* REQUIRED TASKS:
A. Answer these questions about the Slack automation guide, one line each:
(i) Which port does the guide use to connect to an existing Slack session?
(ii) What ref does the unread-messages procedure give for the DMs tab?
(iii) In the channel steps, what wait option follows the click on the channel ref?
B. Resume the Slack automation guide after its final command, keeping the same format of commented agent-browser commands.

* PAGE EXCERPT:
* * * * * * *

Interact with Slack workspaces to check messages, extract data, and automate common tasks.

Quick Start

Connect to an existing Slack browser session or open Slack:

# Connect to existing session on port 9222 (typical for already-open Slack)
agent-browser connect 9222

# Or open Slack if not already running
agent-browser open https://app.slack.com

Then take a snapshot to see what's available:

agent-browser snapshot -i

Core Workflow

  1. Connect/Navigate: Open or connect to Slack
  2. Snapshot: Get interactive elements with refs (@e1, @e2, etc.)
  3. Navigate: Click tabs, expand sections, or navigate to specific channels
  4. Extract/Interact: Read data or perform actions
  5. Screenshot: Capture evidence of findings
# Example: Check unread channels
agent-browser connect 9222
agent-browser snapshot -i
# Look for "More unreads" button
agent-browser click @e21  # Ref for "More unreads" button
agent-browser screenshot slack-unreads.png

Common Tasks

Checking Unread Messages

# Connect to Slack
agent-browser connect 9222

# Take snapshot to locate unreads button
agent-browser snapshot -i

# Look for:
# - "More unreads" button (usually near top of sidebar)
# - "Unreads" toggle in Activity tab (shows unread count)
# - Channel names with badges/bold text indicating unreads

# Navigate to Activity tab to see all unreads in one view
agent-browser click @e14  # Activity tab (ref may vary)
agent-browser wait 1000
agent-browser screenshot activity-unreads.png

# Or check DMs tab
agent-browser click @e13  # DMs tab
agent-browser screenshot dms.png

# Or expand "More unreads" in sidebar
agent-browser click @e21  # More unreads button
agent-browser wait 500
agent-browser screenshot expanded-unreads.png
# Search for channel in sidebar or by name
agent-browser snapshot -i

# Look for channel name in the list (e.g., "engineering", "product-design")
# Click on the channel treeitem ref
agent-browser click @e94  # Example: engineering channel ref
agent-browser wait --load networkidle
agent-browser screenshot channel.png

Finding Messages/Threads

# Use Slack search
agent-browser snapshot -i
agent-browser click @e5  # Search button (typical ref)
agent-browser fill @e_search "keyword"

* * * * * * *

* Stored dataset items:

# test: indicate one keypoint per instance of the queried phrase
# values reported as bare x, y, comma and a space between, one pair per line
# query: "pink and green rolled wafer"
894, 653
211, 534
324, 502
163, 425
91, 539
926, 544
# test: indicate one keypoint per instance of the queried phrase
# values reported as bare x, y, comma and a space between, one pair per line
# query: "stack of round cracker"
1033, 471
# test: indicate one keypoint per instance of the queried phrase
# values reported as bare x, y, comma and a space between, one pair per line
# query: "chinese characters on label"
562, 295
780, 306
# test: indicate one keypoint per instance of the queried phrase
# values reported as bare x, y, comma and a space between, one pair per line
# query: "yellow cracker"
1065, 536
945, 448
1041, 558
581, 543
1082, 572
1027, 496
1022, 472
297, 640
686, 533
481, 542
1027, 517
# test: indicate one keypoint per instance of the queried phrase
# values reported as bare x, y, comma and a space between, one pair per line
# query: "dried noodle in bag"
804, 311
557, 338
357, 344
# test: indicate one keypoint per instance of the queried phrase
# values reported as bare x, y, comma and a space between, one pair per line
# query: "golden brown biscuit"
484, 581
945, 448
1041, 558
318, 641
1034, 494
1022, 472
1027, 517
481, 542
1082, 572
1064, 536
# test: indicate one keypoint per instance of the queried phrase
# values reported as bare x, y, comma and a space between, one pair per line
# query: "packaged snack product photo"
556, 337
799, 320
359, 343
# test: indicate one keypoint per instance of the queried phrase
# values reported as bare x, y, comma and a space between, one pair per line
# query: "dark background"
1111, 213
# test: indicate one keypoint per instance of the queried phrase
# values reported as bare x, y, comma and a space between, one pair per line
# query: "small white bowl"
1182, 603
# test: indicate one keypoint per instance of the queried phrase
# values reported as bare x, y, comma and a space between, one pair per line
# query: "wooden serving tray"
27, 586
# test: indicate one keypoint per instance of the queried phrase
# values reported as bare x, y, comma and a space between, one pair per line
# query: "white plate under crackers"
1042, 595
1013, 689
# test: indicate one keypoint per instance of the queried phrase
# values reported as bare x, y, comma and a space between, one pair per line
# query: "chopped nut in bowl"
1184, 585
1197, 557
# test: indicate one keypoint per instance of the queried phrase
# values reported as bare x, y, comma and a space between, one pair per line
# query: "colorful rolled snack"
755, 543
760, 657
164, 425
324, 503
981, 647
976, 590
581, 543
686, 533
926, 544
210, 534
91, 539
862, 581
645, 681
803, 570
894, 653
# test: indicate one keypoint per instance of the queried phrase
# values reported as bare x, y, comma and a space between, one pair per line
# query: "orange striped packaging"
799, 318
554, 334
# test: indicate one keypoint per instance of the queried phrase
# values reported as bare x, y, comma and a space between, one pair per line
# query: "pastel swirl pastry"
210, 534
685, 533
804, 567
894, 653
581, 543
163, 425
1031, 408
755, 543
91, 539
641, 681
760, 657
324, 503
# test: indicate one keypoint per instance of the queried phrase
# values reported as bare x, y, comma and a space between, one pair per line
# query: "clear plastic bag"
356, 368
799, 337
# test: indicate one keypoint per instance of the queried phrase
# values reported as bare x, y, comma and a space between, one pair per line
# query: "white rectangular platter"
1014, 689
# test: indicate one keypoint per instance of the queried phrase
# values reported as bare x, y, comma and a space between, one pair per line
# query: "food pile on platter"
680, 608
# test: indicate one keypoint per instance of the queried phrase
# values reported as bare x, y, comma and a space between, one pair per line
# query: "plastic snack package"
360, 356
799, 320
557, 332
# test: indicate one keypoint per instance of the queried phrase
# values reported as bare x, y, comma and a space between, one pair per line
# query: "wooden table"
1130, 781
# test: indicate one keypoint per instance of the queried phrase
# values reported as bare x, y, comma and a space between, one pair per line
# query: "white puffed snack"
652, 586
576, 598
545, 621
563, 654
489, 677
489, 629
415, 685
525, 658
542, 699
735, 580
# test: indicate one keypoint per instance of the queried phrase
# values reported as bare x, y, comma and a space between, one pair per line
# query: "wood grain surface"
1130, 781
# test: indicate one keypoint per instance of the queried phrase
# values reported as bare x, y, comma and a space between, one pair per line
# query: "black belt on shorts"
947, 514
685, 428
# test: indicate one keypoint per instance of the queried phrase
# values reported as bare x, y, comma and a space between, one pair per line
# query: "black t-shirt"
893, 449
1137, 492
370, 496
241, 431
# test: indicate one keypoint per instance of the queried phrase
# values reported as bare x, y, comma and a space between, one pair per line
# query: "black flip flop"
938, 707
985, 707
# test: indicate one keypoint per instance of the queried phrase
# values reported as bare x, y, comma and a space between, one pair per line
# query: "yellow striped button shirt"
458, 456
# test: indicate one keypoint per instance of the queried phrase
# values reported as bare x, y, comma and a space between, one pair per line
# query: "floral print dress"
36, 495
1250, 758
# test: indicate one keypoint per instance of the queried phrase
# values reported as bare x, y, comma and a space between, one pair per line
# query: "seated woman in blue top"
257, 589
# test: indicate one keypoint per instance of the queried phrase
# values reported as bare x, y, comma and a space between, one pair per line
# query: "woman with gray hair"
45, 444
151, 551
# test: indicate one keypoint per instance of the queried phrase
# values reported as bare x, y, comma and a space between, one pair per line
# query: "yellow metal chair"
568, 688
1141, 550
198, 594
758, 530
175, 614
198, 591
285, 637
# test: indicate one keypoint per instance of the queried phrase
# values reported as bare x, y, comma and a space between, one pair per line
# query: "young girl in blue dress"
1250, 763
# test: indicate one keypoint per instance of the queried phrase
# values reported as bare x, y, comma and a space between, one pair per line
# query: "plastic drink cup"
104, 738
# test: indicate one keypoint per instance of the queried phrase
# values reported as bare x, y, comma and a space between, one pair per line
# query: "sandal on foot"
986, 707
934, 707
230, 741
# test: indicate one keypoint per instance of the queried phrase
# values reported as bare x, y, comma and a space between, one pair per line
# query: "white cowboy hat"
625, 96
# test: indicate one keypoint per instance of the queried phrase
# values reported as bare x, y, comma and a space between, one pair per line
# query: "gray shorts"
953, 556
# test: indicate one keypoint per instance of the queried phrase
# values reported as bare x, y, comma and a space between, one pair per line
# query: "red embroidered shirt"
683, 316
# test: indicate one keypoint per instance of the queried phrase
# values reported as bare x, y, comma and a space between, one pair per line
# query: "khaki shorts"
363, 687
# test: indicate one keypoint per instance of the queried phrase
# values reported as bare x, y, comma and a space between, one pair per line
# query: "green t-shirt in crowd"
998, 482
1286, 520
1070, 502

* * * * * * *

* ANSWERS IN ORDER:
A.
(i) 9222
(ii) @e13
(iii) --load networkidle

B.
agent-browser press Enter
agent-browser wait --load networkidle
agent-browser screenshot search-results.png

Extracting Channel Information

# Get list of all visible channels
agent-browser snapshot --json > slack-snapshot.json

# Parse for channel names and metadata
# Look for treeitem elements with level=2 (sub-channels under sections)

Checking Channel Details

# Open a channel
agent-browser click @e_channel_ref
agent-browser wait 1000

# Get channel info (members, description, etc.)
agent-browser snapshot -i
agent-browser screenshot channel-details.png

# Scroll through messages
agent-browser scroll down 500
agent-browser screenshot channel-messages.png

Taking Notes/Capturing State

When you need to document findings from Slack:

# Take annotated screenshot (shows element numbers)
agent-browser screenshot --annotate slack-state.png

# Take full-page screenshot
agent-browser screenshot --full slack-full.png

# Get current URL for reference
agent-browser get url

# Get page title
agent-browser get title

Understanding Slack's sidebar helps you navigate efficiently:

- Threads
- Huddles
- Drafts & sent
- Directories
- [Section Headers - External connections, Starred, Channels, etc.]
  - [Channels listed as treeitems]
- Direct Messages
  - [DMs listed]
- Apps
  - [App shortcuts]
- [More unreads] button (toggles unread channels list)

Key refs to look for:

  • @e12 - Home tab (usually)
  • @e13 - DMs tab
  • @e14 - Activity tab
  • @e5 - Search button
  • @e21 - More unreads button (varies by session)

Tabs in Slack

After clicking on a channel, you'll see tabs:

  • Messages - Channel conversation
  • Files - Shared files
  • Pins - Pinned messages
  • Add canvas - Collaborative canvas
  • Other tabs depending on workspace setup

Click tab refs to switch views and get different information.

Extracting Data from Slack

Get Text Content

# Get a message or element's text
agent-browser get text @e_message_ref

Parse Accessibility Tree

# Full snapshot as JSON for programmatic parsing
agent-browser snapshot --json > output.json

# Look for:
# - Channel names (name field in treeitem)
# - Message content (in listitem/document elements)
# - User names (button elements with user info)
# - Timestamps (link elements with time info)

Count Unreads

# After expanding unreads section:
agent-browser snapshot -i | grep -c "treeitem"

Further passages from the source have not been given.